◆ WORK REQUIRED: From the entries below, transcribe exactly the lines between the line holding "of the sky." and the line holding "front side window.", inclusive; skip all other lines.

==== PROVIDED DATA

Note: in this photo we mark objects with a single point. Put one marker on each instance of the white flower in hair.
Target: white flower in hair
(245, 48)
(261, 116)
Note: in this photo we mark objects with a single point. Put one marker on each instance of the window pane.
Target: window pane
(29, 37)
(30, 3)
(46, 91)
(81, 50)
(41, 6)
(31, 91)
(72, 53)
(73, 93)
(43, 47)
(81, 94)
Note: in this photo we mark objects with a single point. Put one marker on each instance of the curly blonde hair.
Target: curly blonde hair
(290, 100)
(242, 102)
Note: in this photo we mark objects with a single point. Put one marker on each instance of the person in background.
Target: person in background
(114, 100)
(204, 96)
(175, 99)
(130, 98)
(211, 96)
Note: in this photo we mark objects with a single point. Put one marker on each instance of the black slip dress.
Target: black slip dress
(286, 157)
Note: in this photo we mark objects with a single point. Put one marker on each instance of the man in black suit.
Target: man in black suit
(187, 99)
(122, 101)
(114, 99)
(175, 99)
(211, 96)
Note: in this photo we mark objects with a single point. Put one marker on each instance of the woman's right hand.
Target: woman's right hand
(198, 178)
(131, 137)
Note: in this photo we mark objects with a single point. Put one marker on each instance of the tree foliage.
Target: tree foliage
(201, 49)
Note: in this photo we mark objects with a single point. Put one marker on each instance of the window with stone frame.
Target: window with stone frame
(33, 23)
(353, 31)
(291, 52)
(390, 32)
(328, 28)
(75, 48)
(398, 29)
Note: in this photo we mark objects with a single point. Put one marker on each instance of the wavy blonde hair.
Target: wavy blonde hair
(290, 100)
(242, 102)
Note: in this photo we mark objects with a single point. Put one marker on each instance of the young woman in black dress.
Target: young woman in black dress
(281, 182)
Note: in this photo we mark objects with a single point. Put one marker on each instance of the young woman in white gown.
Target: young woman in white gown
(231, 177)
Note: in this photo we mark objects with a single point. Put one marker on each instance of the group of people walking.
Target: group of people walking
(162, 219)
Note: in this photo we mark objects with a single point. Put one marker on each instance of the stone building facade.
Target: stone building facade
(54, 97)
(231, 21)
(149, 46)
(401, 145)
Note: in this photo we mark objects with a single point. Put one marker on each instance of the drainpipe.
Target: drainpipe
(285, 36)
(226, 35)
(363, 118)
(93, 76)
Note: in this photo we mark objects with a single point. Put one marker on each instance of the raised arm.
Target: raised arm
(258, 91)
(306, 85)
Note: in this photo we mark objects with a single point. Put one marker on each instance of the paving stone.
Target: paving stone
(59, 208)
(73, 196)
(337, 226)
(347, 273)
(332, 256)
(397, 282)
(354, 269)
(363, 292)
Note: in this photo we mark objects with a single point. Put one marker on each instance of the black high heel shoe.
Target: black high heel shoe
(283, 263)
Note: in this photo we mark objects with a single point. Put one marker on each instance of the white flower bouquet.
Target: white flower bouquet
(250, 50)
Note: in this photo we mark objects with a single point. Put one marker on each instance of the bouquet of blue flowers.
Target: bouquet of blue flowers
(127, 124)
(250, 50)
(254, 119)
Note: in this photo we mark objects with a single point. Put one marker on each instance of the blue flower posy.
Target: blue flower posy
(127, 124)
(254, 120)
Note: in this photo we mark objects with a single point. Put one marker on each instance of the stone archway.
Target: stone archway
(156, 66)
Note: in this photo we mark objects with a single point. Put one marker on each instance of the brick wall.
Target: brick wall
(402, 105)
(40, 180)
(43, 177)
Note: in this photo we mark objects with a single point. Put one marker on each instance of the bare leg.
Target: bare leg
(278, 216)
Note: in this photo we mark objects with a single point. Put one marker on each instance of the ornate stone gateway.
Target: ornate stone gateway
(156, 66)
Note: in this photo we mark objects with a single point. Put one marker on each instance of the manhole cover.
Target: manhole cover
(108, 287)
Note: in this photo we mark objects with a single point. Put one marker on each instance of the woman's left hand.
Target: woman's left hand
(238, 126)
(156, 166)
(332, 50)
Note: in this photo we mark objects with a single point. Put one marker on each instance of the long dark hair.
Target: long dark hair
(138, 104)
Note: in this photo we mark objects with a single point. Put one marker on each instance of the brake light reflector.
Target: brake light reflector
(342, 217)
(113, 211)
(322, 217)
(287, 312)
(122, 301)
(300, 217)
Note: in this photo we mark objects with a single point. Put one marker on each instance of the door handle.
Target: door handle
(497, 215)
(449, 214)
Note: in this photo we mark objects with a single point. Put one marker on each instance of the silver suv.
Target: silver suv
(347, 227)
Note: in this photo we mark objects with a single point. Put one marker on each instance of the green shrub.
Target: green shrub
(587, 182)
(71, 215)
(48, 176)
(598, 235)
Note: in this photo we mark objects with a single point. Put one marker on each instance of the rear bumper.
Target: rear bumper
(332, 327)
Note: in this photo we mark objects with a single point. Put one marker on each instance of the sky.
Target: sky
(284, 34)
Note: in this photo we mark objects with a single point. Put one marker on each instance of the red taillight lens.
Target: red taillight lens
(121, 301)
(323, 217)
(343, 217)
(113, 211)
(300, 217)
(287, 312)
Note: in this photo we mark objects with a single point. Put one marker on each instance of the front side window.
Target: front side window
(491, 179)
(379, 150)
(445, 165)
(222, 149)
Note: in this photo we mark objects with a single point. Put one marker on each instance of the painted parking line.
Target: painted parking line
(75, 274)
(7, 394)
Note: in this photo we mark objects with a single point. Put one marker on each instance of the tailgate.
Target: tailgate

========

◆ EXERCISE SOLUTION:
Note: in this photo we mark objects with a single point. Put one marker on each instance of the sky.
Target: sky
(284, 34)
Note: in this photo we mark objects with a single point. Put one marker on each instance of the red taillight lens.
Target: red taillight lens
(121, 301)
(323, 217)
(343, 217)
(113, 211)
(300, 217)
(287, 312)
Note: in this photo we mark objects with a single point. Put one marker on each instance of the front side window.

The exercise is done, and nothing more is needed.